▶ Input rows
========

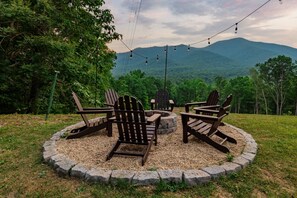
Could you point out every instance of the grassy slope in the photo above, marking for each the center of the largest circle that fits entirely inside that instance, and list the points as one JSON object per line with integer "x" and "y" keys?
{"x": 22, "y": 172}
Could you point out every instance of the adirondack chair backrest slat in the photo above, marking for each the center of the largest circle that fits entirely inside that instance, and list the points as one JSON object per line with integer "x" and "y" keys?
{"x": 80, "y": 108}
{"x": 223, "y": 111}
{"x": 130, "y": 119}
{"x": 110, "y": 97}
{"x": 162, "y": 100}
{"x": 213, "y": 98}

========

▶ Given task
Copy out all the entries above word for word, and leave out the pictures.

▶ Final result
Could you point out every instance of the grassy slope in the photo above, marking for each the center of the largest circle that fits entirely inside that instance, and list the points as one JSON object per line with integer "x" and "y" keys?
{"x": 22, "y": 172}
Could you point out every instance of the adirondack chair backrest slat in the photo above, marking for each the center of the largest circle that fits entirely inside that instance, and list the points as one JSON object per line with integer "x" and "y" keys?
{"x": 80, "y": 108}
{"x": 223, "y": 111}
{"x": 130, "y": 119}
{"x": 110, "y": 97}
{"x": 162, "y": 100}
{"x": 213, "y": 98}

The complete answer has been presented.